# Selected excerpt
■ ■ ■ ■
Dostoevsky served four years of hard labor in Siberia and afterwards five years as a common soldier. In The House of the Dead (1861-1862). Dostoevsky described the sadistic beatings, the filthy conditions, and the total lack of privacy among the convicts. Released from prison in 1854, he was sent to a garrison town near Mongolia. These harsh experiences transformed his youthful liberalism into a fervent religious orthodoxy.

Later, in collaboration with his brother, Mikhayl, Dostoevsky launched a monthly periodical called Time. When it was suppressed because of a supposedly subversive article, the brothers started The Epoch, another short-lived review, in 1864. The beginning of Dostoevsky's philosophical novel Notes from the Underground (1864) was published in the first issue. In the monologue of the nameless narrator of Notes, Dostoevsky presented, for the first time in the history of modern literature, the alienated antihero. This powerful work is considered the philosophical testament of existentialism. Walter Kaufmann who included Dostoevsky in his classic anthology of existentialist writings, explained, 'I can see no reason for calling Dostoevsky an existentialist, but I do think that Part One of Notes From Underground is the best overture for existentialism ever written.'

The following years, including many spent abroad to escape creditors after Dostoevsky inherited his brother's debts, were marked by physical hardship and poverty but great productivity. He completed the novels Crime and Punishment (1866), The Idiot (1868-1869, the story of a failed Christ figure), and The Possessed (1871-1872, in which he denounced the alienated radicalism that characterized contemporary Russia) and returned to Russia in 1873 a world-renowned writer. A Raw Youth (1875) described decay within family relationships and the inability of science to answer humanity's deepest needs.

These themes were central to his masterpiece - completed not long before his death - The Brothers Karamazov (1880), in which with rare psychological and philosophical insight Dostoevsky plumbed the depths and complexities of the human soul. The Brothers Karamazov is a summation of Dostoevsky's beliefs and concerns and develops his greatest themes: rationalism versus irrationalism; the struggle between love and hatred, faith and unfaith; the dangers represented by socialism and the attempt to engineer human happiness; the power of sensuality; the reality and unreality of God; and the conflict between generations. The central drama of the novel is the struggle between the repulsive father, Fyodor Karamazov, and his four sons. Each of the sons represents a universal trait of humanity: Alyosha, saintliness; Dmitri, passion and sensuality; Ivan, the intellect; and Smerdyakov, ugliness of body, mind, and spirit. Dostoevsky explores the right of a child to raise his hand against his father and, by extension, the right of humans to raise their hand against God. (Sigmund Freud, for one, considered the treatment of patricide in The Brothers Karamazov the equal of that of Shakespeare in Hamlet and of Sophocles in Oedipus Rex, while Jean Paul Sartre has said that all of French Existentialism is to be found in Ivan Karamazov's contention that if there is no God, everything is permitted.)
■ ■ ■ ■
# Stored records
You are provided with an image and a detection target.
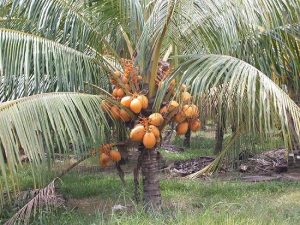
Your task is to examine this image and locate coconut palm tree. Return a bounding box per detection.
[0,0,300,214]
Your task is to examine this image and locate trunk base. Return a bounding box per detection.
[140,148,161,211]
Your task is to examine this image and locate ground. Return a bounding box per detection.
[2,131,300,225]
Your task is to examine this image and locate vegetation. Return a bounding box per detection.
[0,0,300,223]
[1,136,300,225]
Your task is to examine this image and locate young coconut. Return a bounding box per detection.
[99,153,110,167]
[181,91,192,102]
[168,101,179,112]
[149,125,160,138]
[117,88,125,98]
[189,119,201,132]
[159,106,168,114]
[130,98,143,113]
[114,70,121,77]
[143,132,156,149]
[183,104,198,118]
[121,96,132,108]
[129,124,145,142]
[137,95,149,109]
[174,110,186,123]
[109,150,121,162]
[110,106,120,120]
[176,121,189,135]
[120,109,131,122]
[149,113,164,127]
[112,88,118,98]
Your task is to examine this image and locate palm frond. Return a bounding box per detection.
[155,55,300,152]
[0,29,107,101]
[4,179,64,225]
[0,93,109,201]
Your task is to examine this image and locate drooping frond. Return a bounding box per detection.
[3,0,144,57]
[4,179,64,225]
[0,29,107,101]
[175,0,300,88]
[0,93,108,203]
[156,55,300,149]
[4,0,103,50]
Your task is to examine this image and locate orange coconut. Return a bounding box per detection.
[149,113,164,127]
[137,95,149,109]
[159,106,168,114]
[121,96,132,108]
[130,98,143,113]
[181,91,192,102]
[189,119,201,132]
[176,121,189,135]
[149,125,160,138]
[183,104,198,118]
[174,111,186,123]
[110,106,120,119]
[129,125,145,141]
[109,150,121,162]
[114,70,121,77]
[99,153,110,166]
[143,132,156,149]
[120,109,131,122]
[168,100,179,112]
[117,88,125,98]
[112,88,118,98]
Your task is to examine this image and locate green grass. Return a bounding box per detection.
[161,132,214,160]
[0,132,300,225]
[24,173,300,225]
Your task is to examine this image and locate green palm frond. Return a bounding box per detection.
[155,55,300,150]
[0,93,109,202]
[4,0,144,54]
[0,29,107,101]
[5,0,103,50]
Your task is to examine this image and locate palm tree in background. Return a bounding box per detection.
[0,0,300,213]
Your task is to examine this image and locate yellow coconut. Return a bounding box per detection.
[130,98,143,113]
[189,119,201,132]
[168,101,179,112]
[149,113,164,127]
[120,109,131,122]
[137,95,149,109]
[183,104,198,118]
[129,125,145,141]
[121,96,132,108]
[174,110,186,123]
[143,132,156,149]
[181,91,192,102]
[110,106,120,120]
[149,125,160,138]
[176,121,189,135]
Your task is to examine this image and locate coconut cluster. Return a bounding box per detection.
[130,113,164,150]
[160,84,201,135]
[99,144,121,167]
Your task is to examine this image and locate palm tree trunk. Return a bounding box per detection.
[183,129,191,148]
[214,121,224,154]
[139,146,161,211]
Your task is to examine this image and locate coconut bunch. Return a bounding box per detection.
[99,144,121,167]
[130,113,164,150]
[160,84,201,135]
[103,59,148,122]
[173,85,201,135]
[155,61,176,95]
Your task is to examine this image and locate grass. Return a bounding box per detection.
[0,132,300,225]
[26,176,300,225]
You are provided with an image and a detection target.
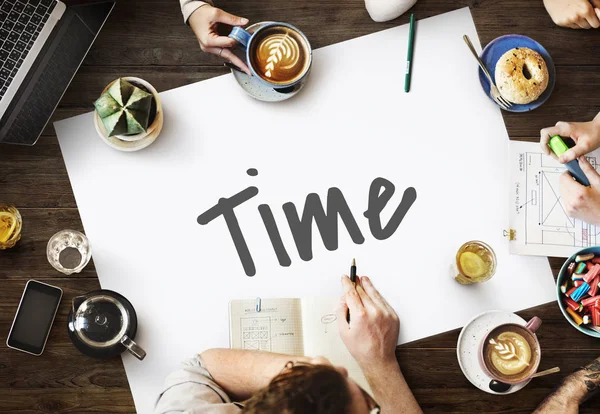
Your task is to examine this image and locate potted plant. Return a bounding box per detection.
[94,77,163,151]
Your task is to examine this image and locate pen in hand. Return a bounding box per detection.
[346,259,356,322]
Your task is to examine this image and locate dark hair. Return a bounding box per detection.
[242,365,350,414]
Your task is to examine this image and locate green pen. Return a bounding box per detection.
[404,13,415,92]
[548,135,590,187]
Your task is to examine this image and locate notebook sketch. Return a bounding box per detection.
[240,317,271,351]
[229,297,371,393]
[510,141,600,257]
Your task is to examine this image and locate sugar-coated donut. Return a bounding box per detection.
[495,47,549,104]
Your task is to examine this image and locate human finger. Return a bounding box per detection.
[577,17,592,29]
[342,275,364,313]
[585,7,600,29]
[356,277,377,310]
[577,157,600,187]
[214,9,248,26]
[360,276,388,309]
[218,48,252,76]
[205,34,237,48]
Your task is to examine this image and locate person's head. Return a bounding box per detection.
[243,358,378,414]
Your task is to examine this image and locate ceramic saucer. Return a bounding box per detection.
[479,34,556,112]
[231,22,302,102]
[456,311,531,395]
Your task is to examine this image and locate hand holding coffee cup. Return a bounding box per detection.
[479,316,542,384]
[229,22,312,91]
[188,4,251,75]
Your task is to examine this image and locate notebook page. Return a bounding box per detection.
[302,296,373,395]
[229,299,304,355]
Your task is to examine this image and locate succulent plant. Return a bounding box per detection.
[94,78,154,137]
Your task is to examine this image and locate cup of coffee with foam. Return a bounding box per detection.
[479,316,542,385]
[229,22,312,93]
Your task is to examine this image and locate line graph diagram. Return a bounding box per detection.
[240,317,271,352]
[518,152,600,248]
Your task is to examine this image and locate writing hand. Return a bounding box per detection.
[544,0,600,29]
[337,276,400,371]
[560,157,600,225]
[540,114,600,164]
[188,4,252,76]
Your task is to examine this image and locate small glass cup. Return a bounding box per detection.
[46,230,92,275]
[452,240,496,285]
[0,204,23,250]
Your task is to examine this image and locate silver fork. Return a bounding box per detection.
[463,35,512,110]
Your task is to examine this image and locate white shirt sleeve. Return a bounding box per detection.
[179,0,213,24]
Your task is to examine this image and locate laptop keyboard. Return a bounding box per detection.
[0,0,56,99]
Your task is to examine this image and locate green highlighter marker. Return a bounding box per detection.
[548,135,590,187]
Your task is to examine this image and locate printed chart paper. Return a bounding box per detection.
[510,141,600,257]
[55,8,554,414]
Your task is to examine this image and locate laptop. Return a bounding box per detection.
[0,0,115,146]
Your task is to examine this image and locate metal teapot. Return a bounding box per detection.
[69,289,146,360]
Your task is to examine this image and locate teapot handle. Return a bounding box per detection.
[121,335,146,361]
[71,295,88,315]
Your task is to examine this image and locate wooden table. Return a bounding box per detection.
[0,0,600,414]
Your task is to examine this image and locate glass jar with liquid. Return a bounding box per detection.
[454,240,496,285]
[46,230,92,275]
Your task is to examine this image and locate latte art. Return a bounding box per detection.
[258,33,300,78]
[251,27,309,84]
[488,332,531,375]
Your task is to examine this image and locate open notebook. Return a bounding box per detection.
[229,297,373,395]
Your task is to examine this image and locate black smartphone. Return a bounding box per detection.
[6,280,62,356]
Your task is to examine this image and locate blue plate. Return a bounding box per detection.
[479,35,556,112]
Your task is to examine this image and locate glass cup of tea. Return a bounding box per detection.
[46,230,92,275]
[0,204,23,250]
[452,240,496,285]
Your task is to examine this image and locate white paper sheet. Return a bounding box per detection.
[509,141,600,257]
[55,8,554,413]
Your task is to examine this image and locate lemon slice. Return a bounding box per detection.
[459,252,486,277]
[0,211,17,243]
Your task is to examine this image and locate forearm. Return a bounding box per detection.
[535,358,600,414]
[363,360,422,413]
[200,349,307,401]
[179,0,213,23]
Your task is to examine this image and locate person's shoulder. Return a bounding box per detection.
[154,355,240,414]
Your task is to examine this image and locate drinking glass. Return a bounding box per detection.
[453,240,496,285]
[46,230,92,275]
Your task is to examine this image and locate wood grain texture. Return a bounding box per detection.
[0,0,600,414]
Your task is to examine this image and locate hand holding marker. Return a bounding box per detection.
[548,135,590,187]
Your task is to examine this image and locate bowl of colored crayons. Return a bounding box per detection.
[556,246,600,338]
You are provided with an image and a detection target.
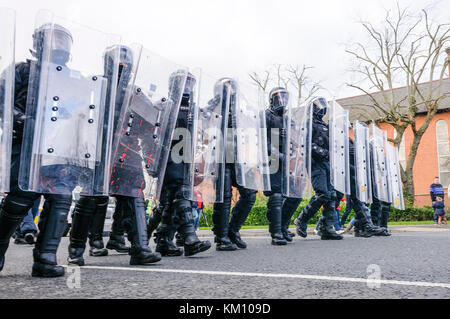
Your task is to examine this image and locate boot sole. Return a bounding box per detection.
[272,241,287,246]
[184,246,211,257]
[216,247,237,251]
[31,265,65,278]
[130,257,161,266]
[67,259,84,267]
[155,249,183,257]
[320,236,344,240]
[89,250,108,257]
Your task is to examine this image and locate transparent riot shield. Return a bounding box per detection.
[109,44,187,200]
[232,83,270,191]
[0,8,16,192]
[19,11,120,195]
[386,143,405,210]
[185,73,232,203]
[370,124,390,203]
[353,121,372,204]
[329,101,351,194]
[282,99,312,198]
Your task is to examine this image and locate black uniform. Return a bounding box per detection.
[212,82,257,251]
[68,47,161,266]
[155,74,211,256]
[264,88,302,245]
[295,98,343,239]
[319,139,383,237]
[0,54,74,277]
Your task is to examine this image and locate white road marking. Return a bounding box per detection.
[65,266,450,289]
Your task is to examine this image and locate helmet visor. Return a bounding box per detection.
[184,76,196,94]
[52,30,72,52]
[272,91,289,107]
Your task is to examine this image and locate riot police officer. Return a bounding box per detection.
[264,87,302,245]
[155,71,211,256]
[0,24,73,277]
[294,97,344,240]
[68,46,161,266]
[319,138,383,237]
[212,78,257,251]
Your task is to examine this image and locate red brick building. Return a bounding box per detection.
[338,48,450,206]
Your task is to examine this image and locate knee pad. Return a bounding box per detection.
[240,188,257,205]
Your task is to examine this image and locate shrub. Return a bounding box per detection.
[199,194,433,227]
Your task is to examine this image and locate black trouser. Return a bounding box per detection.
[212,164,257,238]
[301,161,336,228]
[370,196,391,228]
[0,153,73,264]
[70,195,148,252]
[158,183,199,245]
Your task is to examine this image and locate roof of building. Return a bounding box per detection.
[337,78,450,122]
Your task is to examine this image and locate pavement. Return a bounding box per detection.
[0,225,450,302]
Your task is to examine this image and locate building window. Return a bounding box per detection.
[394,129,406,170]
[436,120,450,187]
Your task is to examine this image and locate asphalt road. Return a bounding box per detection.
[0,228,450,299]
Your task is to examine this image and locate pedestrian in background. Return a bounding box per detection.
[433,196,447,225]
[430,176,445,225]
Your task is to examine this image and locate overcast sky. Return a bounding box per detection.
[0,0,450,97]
■ ■ ■ ■
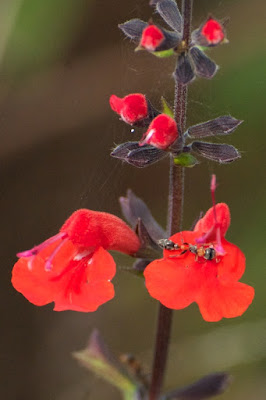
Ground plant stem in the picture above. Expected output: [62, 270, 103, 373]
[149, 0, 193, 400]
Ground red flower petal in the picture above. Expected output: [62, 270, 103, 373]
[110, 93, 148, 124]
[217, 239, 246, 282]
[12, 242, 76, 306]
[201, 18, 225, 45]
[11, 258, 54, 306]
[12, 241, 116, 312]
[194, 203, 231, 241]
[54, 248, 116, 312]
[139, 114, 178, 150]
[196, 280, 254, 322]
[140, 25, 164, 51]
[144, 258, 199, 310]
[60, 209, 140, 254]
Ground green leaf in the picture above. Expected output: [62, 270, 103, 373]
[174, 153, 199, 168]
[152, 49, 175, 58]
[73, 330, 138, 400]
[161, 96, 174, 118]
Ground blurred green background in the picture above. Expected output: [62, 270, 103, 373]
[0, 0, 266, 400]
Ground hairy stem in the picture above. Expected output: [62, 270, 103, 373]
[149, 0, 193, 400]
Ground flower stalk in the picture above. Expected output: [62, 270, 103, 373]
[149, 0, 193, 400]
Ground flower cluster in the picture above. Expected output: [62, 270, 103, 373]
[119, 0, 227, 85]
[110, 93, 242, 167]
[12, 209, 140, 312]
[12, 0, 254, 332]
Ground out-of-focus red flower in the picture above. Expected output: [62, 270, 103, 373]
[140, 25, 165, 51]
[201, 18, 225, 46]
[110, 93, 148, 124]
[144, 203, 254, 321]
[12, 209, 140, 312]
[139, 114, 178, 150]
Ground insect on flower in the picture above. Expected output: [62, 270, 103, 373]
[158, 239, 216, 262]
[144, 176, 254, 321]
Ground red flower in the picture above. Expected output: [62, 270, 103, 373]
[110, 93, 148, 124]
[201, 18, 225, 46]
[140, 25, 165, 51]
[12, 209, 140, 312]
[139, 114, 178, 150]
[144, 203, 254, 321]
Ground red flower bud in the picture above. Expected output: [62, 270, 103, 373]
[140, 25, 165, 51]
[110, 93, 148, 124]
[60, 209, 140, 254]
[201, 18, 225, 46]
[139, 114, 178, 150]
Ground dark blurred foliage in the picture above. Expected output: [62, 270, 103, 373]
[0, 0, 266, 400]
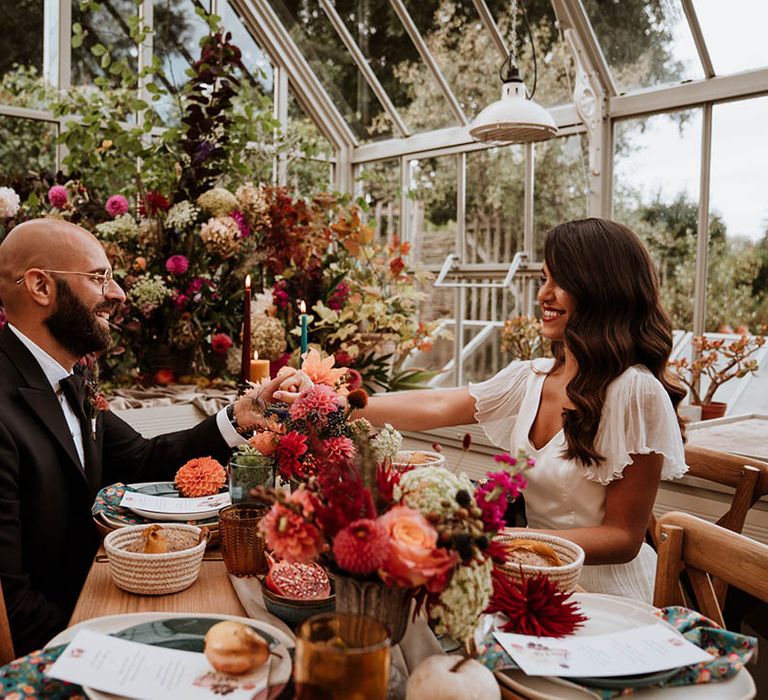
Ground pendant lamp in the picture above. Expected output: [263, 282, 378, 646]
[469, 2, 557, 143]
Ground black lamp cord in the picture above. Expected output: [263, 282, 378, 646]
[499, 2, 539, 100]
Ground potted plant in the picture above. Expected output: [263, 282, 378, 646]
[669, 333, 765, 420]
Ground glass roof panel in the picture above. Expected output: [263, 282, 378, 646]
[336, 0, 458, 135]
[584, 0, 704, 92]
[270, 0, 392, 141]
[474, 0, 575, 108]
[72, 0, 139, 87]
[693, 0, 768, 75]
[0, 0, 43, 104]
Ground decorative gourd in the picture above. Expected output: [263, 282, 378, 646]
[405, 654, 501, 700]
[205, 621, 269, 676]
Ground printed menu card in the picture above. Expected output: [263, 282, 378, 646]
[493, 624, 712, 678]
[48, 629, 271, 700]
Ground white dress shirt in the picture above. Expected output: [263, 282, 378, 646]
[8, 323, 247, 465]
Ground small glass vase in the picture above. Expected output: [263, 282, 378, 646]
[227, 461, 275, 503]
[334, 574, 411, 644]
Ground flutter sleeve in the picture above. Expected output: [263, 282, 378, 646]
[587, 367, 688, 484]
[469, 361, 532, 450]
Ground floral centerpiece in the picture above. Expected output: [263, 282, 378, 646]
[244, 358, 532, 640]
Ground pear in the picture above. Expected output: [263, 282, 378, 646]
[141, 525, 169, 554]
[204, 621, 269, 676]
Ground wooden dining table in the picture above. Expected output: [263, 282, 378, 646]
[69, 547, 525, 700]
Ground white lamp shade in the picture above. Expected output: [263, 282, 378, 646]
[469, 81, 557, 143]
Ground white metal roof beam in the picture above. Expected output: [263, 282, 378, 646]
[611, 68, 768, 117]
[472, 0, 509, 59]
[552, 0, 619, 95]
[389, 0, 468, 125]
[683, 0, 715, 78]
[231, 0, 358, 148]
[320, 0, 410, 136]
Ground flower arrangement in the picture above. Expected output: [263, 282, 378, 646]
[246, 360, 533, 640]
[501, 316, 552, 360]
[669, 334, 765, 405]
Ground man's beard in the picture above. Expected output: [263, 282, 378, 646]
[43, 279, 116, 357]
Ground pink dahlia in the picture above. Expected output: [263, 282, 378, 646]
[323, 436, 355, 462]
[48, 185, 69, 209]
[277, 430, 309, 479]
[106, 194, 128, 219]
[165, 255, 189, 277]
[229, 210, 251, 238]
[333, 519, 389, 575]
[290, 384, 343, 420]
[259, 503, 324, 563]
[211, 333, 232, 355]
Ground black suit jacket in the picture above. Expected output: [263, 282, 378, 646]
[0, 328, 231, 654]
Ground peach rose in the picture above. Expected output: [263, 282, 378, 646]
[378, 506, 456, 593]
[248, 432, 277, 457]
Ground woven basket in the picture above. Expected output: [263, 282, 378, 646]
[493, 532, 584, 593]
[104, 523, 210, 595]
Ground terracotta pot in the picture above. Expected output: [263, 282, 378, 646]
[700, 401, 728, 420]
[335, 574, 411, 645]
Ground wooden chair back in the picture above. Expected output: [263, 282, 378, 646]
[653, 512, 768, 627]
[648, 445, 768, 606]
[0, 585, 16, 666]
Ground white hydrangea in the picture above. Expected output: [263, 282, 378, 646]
■ ■ ■ ■
# Directions for this task
Return the part of the Dostoevsky passage from "Dostoevsky served four" to "fervent religious orthodoxy.", copied word for word.

# The solution
Dostoevsky served four years of hard labor in Siberia and afterwards five years as a common soldier. In The House of the Dead (1861-1862). Dostoevsky described the sadistic beatings, the filthy conditions, and the total lack of privacy among the convicts. Released from prison in 1854, he was sent to a garrison town near Mongolia. These harsh experiences transformed his youthful liberalism into a fervent religious orthodoxy.